__Pointing records__.
◇ ◇ ◇ ◇ ◇
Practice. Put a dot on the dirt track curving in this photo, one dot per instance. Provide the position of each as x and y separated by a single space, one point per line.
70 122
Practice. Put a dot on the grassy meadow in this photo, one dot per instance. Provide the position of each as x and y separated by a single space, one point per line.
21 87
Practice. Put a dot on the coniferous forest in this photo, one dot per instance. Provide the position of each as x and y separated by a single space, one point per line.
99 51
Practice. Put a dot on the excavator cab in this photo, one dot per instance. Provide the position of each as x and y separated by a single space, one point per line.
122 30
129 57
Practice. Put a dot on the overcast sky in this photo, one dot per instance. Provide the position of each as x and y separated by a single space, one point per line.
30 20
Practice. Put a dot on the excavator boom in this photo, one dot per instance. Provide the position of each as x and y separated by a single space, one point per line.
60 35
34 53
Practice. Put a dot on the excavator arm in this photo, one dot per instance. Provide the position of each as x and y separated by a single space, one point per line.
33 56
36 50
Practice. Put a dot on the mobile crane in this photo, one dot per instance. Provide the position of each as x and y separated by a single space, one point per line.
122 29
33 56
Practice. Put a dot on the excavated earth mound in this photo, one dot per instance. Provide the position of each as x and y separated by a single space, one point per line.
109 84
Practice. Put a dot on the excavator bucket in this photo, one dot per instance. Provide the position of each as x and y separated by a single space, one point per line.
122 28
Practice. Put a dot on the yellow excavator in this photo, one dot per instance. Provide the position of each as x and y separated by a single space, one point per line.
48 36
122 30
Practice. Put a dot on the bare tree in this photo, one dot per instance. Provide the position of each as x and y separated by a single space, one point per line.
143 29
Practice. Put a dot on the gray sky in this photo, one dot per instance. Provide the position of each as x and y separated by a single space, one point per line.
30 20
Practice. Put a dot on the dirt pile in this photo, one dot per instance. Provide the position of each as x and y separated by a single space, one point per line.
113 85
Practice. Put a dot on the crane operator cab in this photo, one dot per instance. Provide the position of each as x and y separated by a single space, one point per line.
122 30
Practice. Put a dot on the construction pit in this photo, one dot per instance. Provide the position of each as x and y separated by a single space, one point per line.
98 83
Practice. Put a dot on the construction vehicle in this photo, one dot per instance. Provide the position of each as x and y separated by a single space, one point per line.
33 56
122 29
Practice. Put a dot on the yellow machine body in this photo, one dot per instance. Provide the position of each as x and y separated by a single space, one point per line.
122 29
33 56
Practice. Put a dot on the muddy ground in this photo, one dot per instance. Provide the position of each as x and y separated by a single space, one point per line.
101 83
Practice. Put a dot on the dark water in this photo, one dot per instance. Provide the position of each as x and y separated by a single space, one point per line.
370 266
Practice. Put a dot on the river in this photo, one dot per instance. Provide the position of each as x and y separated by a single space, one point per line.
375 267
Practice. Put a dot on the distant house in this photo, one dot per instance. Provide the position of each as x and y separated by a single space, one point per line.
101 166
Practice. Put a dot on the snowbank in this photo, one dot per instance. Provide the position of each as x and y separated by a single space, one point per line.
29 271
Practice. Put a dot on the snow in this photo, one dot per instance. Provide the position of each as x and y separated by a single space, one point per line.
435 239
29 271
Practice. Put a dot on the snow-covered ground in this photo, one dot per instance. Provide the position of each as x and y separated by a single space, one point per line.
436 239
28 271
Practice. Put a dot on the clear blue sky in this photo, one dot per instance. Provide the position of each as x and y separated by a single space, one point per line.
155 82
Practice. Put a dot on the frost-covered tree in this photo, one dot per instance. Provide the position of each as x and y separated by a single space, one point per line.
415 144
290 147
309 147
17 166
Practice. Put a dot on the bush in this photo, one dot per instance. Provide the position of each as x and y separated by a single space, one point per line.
◇ ◇ ◇ ◇ ◇
__WORK TO BE COMPLETED__.
Rewrite the entries from the line containing "Practice. Put a dot on the clear" through the end of the entries, including the request lines. Rescale every coordinate in the answers by 1.85, rounding to the nearest whole number with halves rounded up.

__RESULT FOR THIS EXERCISE__.
Practice. Put a dot on the clear blue sky in this photo, one dot per instance. Provide the position of each as x and y separated by a single space, one point per line.
287 152
Practice. Put a dot on the frost-covered tree in this photo, one dot per instance. Provide the position of each as x and y separated by a single space, one point per line.
768 266
537 272
572 272
31 307
Practice. Put a dot on the bush in this photo, one dot per instance. Provide the position of each as x and y separated by a single space, one point per line.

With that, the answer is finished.